## YOUR OBJECTIVE:
Where a line of the data holds the word "sleeveless", copy that line.

# # # # # # #

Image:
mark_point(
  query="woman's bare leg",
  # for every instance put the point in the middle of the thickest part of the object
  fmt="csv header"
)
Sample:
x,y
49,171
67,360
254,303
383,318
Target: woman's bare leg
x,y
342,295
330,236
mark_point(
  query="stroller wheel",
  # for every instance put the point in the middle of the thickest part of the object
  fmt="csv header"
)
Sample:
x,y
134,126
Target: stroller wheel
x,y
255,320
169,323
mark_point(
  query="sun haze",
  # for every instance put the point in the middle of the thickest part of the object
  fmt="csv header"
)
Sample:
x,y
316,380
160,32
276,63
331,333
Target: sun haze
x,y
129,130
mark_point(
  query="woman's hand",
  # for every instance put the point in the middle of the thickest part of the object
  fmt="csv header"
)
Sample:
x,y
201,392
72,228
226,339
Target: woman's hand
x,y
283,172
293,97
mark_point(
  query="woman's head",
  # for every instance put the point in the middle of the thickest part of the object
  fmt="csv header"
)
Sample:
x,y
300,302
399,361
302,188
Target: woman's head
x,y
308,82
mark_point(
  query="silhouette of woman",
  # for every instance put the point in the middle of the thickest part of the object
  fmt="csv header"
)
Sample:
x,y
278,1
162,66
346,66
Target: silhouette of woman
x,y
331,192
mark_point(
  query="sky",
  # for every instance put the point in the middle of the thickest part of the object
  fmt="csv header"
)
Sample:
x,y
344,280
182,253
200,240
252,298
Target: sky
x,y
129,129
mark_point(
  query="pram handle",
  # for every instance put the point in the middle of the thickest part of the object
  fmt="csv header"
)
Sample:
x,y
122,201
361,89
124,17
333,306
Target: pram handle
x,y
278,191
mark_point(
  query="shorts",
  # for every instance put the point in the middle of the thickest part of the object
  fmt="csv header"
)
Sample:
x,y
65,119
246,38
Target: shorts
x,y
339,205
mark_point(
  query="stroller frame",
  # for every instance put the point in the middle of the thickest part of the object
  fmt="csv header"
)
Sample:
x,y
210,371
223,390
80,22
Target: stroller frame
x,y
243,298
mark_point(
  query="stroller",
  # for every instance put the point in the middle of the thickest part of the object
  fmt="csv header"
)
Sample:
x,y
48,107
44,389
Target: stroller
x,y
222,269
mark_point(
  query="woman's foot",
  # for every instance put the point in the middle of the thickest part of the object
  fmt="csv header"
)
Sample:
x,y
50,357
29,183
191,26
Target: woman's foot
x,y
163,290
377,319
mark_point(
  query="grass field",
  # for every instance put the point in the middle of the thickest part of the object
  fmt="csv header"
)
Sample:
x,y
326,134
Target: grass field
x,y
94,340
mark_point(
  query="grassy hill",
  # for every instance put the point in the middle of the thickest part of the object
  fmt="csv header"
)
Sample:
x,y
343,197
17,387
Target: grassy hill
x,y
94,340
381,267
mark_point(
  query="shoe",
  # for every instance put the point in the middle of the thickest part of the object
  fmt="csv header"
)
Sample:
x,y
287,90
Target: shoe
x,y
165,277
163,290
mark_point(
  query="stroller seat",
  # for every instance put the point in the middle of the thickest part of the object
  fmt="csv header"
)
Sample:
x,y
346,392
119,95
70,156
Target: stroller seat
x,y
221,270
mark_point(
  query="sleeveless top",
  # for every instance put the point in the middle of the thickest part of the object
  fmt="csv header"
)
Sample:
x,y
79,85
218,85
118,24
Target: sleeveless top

# # # # # # #

## ANSWER SECTION:
  query="sleeveless top",
Target: sleeveless top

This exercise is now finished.